__What you need to do__
Copy out all the items below, replacing each "drill" with "exercise" and keeping everything else the same. Leave out the pictures.

__Provided entries__
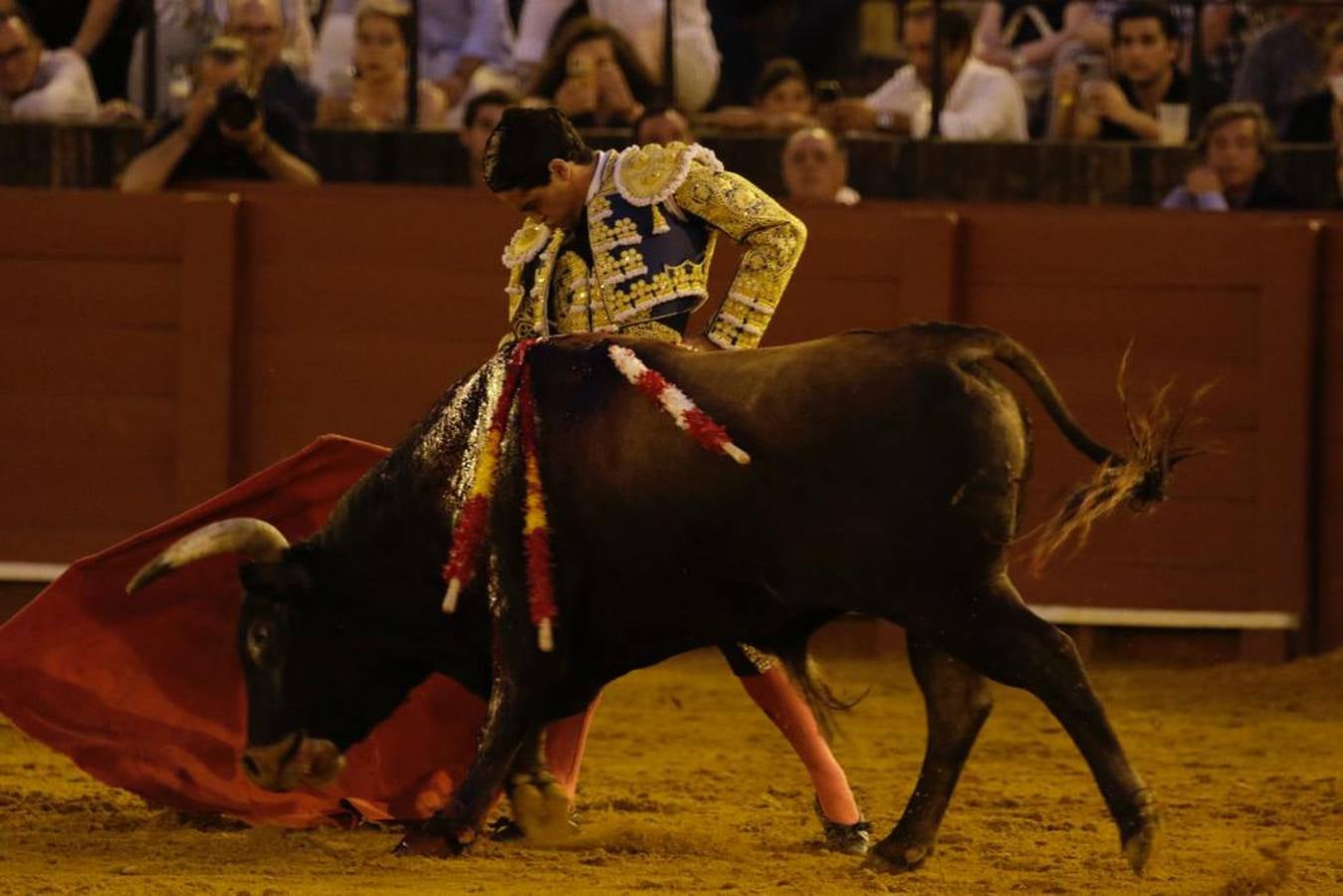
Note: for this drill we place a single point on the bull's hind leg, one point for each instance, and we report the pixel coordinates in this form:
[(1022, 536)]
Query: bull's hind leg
[(997, 634), (958, 703)]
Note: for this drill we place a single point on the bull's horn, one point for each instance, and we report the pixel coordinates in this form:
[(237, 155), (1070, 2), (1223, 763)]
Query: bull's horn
[(254, 539)]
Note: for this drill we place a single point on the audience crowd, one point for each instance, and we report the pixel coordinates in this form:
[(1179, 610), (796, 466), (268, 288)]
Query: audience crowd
[(234, 85)]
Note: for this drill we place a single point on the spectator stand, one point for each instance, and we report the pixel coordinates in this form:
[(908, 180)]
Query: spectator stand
[(880, 166)]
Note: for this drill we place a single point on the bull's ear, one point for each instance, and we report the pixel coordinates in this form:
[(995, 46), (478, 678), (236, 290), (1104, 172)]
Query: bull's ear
[(276, 580)]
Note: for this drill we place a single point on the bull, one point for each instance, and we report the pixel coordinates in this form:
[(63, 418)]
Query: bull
[(887, 480)]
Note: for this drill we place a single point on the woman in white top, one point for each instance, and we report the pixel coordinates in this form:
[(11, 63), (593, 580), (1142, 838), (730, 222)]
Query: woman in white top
[(376, 97)]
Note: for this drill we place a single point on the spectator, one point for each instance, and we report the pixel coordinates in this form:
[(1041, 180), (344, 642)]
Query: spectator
[(781, 100), (203, 145), (662, 126), (101, 31), (42, 85), (815, 168), (482, 114), (1126, 108), (184, 27), (465, 45), (377, 96), (639, 22), (593, 77), (984, 103), (1233, 144), (1026, 38), (1318, 118), (1228, 31), (261, 26), (1284, 64)]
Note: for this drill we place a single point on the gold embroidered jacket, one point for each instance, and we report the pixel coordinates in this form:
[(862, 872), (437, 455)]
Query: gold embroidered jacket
[(653, 222)]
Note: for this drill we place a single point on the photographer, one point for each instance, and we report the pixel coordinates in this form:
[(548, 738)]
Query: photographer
[(1127, 107), (224, 134)]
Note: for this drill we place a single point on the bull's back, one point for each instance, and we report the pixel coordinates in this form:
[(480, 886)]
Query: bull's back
[(873, 456)]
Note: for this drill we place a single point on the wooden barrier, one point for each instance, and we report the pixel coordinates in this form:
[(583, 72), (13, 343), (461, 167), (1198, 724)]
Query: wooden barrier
[(154, 348), (111, 360)]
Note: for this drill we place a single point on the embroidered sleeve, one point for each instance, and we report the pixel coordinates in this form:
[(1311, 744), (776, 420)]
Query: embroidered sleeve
[(650, 175), (773, 239)]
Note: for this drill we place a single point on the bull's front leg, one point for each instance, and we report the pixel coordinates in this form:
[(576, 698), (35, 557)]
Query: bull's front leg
[(457, 826), (540, 806)]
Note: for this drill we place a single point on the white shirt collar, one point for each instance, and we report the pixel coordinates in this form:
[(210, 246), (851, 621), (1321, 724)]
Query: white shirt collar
[(596, 173)]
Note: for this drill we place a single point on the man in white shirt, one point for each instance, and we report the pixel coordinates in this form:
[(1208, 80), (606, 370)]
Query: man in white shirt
[(982, 103), (697, 58), (42, 85)]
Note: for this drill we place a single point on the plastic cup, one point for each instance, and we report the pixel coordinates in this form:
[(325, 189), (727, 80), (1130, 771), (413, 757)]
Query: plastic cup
[(1173, 119)]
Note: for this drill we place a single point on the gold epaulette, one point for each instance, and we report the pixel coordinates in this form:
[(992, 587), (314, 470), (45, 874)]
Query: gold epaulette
[(649, 175), (527, 243)]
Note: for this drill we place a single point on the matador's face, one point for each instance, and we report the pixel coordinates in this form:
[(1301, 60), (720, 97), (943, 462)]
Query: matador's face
[(557, 203)]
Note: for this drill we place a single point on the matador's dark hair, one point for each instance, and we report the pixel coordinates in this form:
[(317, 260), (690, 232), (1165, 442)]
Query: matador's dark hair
[(519, 152)]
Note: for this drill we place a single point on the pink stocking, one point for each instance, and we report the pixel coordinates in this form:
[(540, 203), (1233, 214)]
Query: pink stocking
[(785, 708)]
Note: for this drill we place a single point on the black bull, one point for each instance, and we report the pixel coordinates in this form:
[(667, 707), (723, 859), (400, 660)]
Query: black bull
[(887, 479)]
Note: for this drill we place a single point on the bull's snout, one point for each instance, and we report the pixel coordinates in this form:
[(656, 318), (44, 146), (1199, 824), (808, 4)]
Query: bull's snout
[(293, 762)]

__Finished answer__
Note: for this exercise we place a single point on the bull's hind leg, one point for each instance, and we report the pixel coordinates in this form:
[(1022, 536)]
Query: bull's hind leg
[(997, 634), (958, 703)]
Note: for this exercise we place a single point on the bull's horn, one point for each instance, and we report the pixel coordinates in this form:
[(237, 155), (1070, 2), (1223, 763)]
Query: bull's horn
[(254, 539)]
Note: for this exercise we place a single point on the audience crowd, one point for each instance, and we report the pixel coordinates in this form:
[(1179, 610), (796, 466), (268, 288)]
Query: audience crowd
[(234, 85)]
Note: for this exercise we place a single point on the spectator stand, one point for each instance, and we report the pixel coordinates in this form:
[(908, 180)]
Query: spectator stand
[(880, 166)]
Note: for this exercise we place a single point on the bull's ear, one point for each instance, and we report the pixel coordinates in this form:
[(995, 46), (478, 678), (236, 290), (1104, 172)]
Query: bull's ear
[(276, 580)]
Note: for this exercise we place a single point on the bull, one point for each instance, and we report the pixel coordinates in this form:
[(63, 418)]
Query: bull
[(887, 480)]
Note: for this exercise we place a single point on the woman in white top, one point for each instance, and we report the pixel coordinates in this form:
[(11, 63), (593, 580), (1142, 838), (730, 222)]
Query: woman in white top
[(376, 97)]
Note: for this exercise we place a single point on the spectator, one point for each instance, and we report the pixel coordinates in this form:
[(1041, 180), (344, 642)]
Query: spectator
[(781, 100), (203, 145), (662, 126), (101, 31), (42, 85), (815, 168), (482, 114), (1126, 108), (184, 27), (465, 45), (377, 96), (639, 22), (593, 77), (984, 103), (1233, 144), (1026, 38), (1318, 118), (1228, 31), (261, 26), (1284, 64)]
Note: for this exercise we place a single point on the gold embroidered jacket, one point for each instance, and we report the pixel coordinates in this form:
[(862, 872), (437, 455)]
Query: gold embroidered jacket
[(653, 222)]
Note: for this exercise we place a single point on the photographer, one point for each instance, and we report the pixel coordinates in this form:
[(548, 738)]
Query: photographer
[(1127, 107), (224, 134)]
Note: for this exercise we place a single point on the bull's back, one point for each instance, and we report the pixel coordinates in this form:
[(480, 886)]
Query: bull's back
[(873, 456)]
Note: for this exercise we place a single point on the wooden barrier, one point for each instance, and we report the pixel coordinates in this form:
[(583, 72), (13, 343), (461, 167), (1198, 724)]
Query: wooden barrier
[(154, 348), (111, 360)]
Note: for this exercise we place a single point on the embroidered sleeve, one point for each instance, and we report the pixel coordinates in this form:
[(1311, 744), (776, 420)]
Query: embroidered sleeve
[(650, 175), (773, 239)]
Note: for this exercise we place a single point on the bull's front leg, one point for each instance, and we report the pixel coordinates in this form:
[(576, 698), (35, 557)]
Query: bull's front leg
[(457, 826), (540, 806)]
Note: for this exercise we place a single point on the white shirt collar, one point for each instance, and we report the pixel coordinates in this form:
[(210, 246), (851, 621), (1321, 724)]
Query: white shirt collar
[(596, 173)]
Note: for this exercise we place a single point on the man in white shirt, one point for each instance, and we report the pixel coordinates in this form:
[(1208, 80), (606, 370)]
Query: man in white shirt
[(982, 103), (697, 58), (42, 85)]
Note: for this exercise we place a single point on the plastic cup, one point for each instance, and we report the pixel coordinates in this form:
[(325, 189), (727, 80), (1130, 771), (413, 757)]
Query: plastic cup
[(1173, 119)]
Note: for this exercise we place a single point on the gold epaulette, one point for each instance, and we report the pixel coordinates in this form:
[(992, 587), (314, 470), (45, 874)]
Query: gold epaulette
[(649, 175), (527, 243)]
Note: for this exercise we place a single point on the matador's face, one point for each instance, and we report the pixel coordinates in this form:
[(1301, 60), (720, 97), (943, 462)]
Query: matador's face
[(557, 203)]
Note: for this exercise we place a single point on the matador's dark hair, one point for each instance, and we report the pixel coordinates in this form:
[(317, 260), (690, 232), (1165, 442)]
Query: matador's dark hair
[(519, 152)]
Note: for this exercise we place a single point on the pink stocking, one point for each instance, and we report the pixel coordinates in this form:
[(540, 203), (1233, 214)]
Query: pink stocking
[(785, 708)]
Note: for this exercise we place a single point on the black bull, one point for each instance, and we report the pixel coordinates in this form:
[(667, 707), (723, 859), (400, 660)]
Query: black bull
[(887, 479)]
Note: for this exercise we place a single point on the bull's snout, one point for each instance, and we report the pixel coordinates in this form:
[(656, 318), (44, 146), (1199, 824), (808, 4)]
Query: bull's snout
[(293, 762)]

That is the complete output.